::: Supplied material

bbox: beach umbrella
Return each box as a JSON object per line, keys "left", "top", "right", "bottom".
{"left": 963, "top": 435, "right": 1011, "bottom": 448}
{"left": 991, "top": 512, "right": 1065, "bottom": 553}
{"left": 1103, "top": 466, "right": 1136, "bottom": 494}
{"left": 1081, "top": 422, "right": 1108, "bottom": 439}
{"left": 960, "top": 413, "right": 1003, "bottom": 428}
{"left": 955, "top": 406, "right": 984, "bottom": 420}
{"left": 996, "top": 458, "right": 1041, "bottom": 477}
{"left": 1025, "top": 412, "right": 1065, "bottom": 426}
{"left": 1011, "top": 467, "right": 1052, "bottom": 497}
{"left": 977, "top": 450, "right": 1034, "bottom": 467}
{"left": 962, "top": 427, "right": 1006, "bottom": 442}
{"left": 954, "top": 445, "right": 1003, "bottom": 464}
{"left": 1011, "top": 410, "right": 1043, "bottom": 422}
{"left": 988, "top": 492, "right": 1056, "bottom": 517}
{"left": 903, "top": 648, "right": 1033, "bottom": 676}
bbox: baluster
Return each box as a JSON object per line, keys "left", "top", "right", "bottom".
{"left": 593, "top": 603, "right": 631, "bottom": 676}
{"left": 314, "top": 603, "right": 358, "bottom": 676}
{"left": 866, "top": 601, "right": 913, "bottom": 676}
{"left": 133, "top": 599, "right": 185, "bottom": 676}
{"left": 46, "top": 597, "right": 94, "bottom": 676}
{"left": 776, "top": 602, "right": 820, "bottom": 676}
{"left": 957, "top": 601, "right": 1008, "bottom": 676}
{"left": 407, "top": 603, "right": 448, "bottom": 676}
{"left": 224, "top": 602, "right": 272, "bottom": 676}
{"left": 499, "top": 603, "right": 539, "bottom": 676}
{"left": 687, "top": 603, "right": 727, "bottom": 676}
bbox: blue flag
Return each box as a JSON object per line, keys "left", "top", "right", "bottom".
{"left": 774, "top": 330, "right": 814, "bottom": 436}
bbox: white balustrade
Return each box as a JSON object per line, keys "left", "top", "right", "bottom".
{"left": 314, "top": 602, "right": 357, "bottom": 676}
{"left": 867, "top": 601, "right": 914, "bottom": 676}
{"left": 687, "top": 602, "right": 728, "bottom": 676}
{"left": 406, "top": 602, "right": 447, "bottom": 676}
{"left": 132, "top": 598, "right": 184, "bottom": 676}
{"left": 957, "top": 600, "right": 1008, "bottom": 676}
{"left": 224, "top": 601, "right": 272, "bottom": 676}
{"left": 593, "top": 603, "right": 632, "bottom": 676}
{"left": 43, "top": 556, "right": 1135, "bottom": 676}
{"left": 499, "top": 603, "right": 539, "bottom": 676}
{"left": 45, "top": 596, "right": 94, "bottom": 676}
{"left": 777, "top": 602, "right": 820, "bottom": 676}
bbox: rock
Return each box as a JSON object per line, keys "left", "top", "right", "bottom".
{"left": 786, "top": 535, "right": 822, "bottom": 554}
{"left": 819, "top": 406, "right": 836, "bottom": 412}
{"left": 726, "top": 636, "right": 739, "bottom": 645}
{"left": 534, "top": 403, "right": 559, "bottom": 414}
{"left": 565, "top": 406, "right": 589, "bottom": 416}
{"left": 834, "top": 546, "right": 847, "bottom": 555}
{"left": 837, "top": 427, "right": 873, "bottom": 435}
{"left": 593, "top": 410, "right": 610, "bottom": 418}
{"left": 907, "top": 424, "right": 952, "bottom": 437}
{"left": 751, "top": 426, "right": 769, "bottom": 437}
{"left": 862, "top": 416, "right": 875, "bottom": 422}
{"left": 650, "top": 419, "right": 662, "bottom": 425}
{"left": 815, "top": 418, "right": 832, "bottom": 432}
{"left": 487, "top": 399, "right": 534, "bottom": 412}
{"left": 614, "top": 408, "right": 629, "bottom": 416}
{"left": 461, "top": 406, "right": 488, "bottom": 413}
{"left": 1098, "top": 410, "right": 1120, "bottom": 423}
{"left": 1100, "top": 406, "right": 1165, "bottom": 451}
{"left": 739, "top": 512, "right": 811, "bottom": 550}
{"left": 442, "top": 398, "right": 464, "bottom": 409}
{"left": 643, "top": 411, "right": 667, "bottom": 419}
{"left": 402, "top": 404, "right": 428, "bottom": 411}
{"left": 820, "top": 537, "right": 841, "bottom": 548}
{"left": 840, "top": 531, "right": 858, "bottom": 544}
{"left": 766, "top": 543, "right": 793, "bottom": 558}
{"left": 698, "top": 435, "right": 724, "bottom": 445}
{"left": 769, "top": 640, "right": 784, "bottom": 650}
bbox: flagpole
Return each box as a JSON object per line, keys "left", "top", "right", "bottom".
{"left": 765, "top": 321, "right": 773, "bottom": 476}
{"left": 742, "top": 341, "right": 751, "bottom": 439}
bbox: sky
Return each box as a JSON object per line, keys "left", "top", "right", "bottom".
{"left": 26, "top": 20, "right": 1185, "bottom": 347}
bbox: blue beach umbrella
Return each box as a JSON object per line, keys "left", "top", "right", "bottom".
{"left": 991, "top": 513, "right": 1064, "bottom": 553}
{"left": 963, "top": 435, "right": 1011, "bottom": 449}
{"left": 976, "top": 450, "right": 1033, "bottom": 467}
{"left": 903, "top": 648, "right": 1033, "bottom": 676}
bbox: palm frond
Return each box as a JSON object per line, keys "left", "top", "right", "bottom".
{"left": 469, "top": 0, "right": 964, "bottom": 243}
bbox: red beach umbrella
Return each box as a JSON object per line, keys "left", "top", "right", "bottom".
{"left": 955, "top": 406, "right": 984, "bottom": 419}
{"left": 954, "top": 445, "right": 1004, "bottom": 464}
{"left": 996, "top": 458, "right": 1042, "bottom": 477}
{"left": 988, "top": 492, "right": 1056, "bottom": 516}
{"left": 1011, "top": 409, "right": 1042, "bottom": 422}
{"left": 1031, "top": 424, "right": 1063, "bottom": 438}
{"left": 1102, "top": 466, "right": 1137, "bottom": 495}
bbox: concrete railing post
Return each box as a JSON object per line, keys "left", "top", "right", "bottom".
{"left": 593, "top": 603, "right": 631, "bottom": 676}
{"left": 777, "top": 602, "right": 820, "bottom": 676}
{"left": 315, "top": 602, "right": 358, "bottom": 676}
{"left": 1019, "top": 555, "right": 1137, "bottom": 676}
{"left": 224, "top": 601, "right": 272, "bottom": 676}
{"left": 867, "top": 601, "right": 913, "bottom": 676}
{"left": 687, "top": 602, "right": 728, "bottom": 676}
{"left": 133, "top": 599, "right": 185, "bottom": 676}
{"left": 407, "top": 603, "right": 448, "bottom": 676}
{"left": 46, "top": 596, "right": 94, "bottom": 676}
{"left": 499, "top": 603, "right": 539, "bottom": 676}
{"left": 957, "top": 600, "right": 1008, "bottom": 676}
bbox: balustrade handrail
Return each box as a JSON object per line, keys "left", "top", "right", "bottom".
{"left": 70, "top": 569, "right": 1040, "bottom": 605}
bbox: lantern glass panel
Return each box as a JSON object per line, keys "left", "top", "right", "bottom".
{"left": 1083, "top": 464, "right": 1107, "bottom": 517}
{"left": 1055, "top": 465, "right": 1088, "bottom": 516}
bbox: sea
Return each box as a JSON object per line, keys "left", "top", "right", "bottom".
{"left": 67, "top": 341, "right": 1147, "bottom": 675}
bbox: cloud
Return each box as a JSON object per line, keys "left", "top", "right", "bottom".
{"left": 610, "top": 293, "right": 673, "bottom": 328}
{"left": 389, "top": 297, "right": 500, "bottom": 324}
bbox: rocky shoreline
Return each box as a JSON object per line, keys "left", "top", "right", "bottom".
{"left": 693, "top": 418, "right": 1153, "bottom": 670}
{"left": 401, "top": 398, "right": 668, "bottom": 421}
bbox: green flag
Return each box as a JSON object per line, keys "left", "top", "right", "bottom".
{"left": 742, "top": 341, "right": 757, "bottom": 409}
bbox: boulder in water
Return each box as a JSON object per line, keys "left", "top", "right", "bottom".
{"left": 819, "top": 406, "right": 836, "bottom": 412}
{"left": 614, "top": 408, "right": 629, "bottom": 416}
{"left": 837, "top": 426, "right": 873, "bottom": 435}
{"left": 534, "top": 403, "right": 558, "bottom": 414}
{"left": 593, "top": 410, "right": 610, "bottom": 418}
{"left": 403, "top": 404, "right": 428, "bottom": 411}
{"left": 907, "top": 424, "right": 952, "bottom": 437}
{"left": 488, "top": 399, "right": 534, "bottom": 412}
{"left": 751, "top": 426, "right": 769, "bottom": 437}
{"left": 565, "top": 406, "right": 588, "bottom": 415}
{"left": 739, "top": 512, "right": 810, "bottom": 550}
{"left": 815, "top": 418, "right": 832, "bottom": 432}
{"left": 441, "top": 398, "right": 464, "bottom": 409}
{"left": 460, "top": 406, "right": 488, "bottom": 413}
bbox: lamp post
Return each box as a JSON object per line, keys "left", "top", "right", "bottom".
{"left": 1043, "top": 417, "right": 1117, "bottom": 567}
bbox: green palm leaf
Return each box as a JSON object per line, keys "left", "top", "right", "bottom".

::::::

What is expected: Read each line of the data and count the ones that include "balustrade", answering with the number alone.

Response to the task: 2